-- begin Passage --

Reserves and balancing power

Electricity production must be equal to electricity consumption at all times. The balance between production and consumption is indicated by the frequency of the electricity grid which has a nominal value of 50.0 Hz. The market operators plan and balance their consumption and production in advance, but in practice there are deviations during each hour. To balance these deviations, Fingrid procures different kinds of reserves from reserve markets. Reserves are power plants and consumption resources which either increase or decrease their electric power according to the need of the power system.

Reserve obligations and procurement sources

In the joint Nordic system (Finland, Sweden, Norway and East Denmark), the obligations for maintaining reserves have been agreed in System Operation Agreement between the Nordic Transmission System Operators (TSOs).

Total of 600 MW of Frequency Containment Reserve for Normal operation (FCR-N) is constantly maintained for the frequency regulation of the normal state. A jointly maintained reserve is divided annually between the Nordic TSOs in relation to the total consumption in each country.

-- end Passage --
-- begin Data listing --

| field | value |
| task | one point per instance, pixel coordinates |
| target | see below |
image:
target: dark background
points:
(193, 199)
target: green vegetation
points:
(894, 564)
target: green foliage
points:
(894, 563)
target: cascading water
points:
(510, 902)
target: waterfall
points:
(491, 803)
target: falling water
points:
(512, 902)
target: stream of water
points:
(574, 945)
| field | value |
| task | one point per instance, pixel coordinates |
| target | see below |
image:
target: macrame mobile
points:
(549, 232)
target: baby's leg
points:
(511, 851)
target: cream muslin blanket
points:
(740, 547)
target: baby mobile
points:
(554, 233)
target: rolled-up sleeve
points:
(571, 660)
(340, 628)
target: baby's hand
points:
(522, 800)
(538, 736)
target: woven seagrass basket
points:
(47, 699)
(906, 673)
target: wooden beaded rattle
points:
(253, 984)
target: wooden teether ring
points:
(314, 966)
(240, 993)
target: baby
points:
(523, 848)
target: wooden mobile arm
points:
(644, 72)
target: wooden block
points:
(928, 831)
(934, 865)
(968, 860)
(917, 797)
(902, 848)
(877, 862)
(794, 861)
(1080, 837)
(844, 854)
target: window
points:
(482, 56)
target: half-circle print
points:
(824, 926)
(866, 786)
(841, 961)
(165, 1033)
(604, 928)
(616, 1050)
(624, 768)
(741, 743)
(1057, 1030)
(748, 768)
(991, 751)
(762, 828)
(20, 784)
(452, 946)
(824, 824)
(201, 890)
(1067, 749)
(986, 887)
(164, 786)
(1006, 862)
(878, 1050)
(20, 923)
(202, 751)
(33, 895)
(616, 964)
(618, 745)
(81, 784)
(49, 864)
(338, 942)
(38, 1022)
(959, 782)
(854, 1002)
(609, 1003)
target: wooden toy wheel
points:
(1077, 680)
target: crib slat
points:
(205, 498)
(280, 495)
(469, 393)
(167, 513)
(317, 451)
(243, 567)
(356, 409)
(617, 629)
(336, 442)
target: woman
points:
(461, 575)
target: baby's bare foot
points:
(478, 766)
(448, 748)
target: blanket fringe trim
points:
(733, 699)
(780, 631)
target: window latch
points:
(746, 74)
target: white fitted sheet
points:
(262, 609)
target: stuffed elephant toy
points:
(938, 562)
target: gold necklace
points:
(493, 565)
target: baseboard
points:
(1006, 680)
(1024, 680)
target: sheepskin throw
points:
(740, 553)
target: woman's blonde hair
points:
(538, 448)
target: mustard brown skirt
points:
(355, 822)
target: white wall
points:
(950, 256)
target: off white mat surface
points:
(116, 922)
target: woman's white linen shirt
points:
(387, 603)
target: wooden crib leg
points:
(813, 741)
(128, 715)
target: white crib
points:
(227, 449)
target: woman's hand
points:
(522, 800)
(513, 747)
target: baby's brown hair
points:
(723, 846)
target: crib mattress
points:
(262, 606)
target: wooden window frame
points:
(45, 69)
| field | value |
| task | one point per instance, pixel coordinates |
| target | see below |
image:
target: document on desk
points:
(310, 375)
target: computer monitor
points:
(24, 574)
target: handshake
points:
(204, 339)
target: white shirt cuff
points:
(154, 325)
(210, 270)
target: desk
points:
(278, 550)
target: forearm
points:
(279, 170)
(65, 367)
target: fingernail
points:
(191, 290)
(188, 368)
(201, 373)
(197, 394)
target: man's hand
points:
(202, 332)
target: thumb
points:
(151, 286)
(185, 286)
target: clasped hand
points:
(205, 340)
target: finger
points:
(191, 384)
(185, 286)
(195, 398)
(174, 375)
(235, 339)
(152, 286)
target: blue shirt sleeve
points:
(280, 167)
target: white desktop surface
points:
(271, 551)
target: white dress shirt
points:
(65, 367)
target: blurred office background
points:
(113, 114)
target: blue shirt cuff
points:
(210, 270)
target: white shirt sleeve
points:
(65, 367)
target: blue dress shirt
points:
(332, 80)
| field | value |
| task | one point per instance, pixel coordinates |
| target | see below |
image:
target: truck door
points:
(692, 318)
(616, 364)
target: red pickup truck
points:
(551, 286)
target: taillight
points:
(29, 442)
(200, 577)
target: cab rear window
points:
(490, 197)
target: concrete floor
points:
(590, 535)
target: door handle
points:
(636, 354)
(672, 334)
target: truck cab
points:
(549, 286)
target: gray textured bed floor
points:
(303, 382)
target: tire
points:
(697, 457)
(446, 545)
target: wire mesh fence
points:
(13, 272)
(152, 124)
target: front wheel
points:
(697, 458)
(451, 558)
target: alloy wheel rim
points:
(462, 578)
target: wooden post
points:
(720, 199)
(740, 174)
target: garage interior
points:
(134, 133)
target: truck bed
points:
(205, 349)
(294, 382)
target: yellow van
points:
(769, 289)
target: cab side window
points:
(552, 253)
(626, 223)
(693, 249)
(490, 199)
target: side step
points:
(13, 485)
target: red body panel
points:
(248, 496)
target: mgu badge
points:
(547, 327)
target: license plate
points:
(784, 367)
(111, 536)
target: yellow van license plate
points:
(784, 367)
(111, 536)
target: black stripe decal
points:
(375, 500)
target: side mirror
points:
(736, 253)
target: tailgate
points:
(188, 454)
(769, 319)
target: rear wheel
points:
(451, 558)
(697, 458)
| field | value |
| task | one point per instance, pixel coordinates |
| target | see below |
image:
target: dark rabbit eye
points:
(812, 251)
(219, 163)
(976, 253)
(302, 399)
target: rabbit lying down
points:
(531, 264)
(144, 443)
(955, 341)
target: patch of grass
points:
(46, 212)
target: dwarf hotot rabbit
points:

-- end Data listing --

Task instructions —
1. Answer these questions about the grid-balancing text, one per line:
(a) What is the nominal frequency of the electricity grid?
(b) Which countries make up the joint Nordic system?
(c) How much FCR-N is constantly maintained?
2. Please rescale the stretch of rows from the line containing "target: license plate" through the last line of the rows. Write out every line of that stretch again, requests included, with each point coordinate multiplied by 2.55 and rounded to a whole number, halves rounded up.
The rows have no connection to the grid-balancing text.

Solved tasks —
1.
(a) 50.0 Hz
(b) Finland, Sweden, Norway and East Denmark
(c) 600 MW

2.
target: license plate
points:
(1999, 936)
(283, 1367)
target: yellow van license plate
points:
(1999, 936)
(283, 1367)
target: black stripe decal
points:
(956, 1275)
target: side mirror
points:
(1877, 645)
target: tailgate
points:
(479, 1158)
(1961, 813)
target: rear wheel
points:
(1150, 1423)
(1777, 1168)
| field | value |
| task | one point per instance, pixel coordinates |
| target | see below |
image:
target: dark rabbit eye
points:
(2071, 640)
(558, 416)
(2489, 645)
(770, 1017)
target: rabbit lying down
points:
(1354, 673)
(367, 1130)
(2435, 870)
target: patch of grass
points:
(117, 541)
target: dwarf hotot rabbit
points:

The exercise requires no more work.